Stored items from a collection
□ □ □

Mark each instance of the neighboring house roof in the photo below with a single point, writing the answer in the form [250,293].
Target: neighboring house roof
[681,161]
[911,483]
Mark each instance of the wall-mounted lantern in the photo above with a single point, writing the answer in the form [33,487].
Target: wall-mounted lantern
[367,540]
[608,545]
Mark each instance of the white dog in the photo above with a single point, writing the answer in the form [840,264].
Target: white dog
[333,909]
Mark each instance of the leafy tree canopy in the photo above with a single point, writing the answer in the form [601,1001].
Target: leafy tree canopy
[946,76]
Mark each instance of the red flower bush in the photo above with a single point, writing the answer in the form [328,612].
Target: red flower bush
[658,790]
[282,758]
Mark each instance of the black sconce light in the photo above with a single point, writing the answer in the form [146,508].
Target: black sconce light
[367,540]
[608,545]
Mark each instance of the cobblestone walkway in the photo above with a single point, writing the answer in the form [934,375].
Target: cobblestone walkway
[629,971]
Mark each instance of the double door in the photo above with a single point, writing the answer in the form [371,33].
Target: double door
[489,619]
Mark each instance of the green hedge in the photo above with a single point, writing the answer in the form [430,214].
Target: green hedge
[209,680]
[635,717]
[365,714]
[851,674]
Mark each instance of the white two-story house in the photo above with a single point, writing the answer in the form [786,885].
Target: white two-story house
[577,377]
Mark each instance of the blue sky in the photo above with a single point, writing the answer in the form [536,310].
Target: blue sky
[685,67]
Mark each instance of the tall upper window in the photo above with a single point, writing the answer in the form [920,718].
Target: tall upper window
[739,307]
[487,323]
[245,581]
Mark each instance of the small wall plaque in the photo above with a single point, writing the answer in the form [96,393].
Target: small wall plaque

□ □ □

■ **What is needed**: Give every record again, exactly as it appears.

■ **Solved exercise**:
Mark each instance of the neighboring house roof in the photo below with a single point, writing the answer in the form [250,293].
Target: neighboring house roof
[681,161]
[911,483]
Mark each instance of the wall-mounted lantern in the photo above with a single point, writing the answer in the form [33,487].
Target: wall-mounted lantern
[367,540]
[608,545]
Mark each instance of the white dog in the photo above with a single point, writing the answer in the form [840,264].
Target: white dog
[333,909]
Mark each instance of the leafy tree canopy in the photo above with a single point, writing the answer in the form [601,1001].
Target: leafy tree canopy
[946,76]
Mark each instance of the red flower bush in the photo above with a single point, writing the answer in the form [328,612].
Target: red flower bush
[658,790]
[282,758]
Mark each instance of the black sconce light in the photo above with a single point, writing the answer in the form [146,508].
Target: black sconce light
[367,540]
[608,545]
Mark each instance of the cobblestone walkway in the photo above with a single point, writing the answer in the form [934,375].
Target: cobblestone walkway
[629,971]
Mark each instance of the double door in the photo above with a single point, writing the answer in the form [371,33].
Target: double door
[489,619]
Mark each instance of the green hedge in the photo above with a single point, writing the answer in the form [430,214].
Target: green hedge
[209,680]
[635,717]
[365,714]
[851,674]
Mark each instance of the white two-story house in the photo above with a single point, writing the answer in the form [786,885].
Target: white two-story house
[577,377]
Mark each instance of the blue sky in the photo above with a single point, writing the answer in the form [536,310].
Target: blue sky
[685,67]
Mark each instance of the tall upper window in the photo above with a single point, writing the answer in the form [920,718].
Target: tall upper window
[739,307]
[487,323]
[245,581]
Mark each instance of the small wall plaque in the photo above with a single point, writing the answer in the form [96,393].
Target: small wall plaque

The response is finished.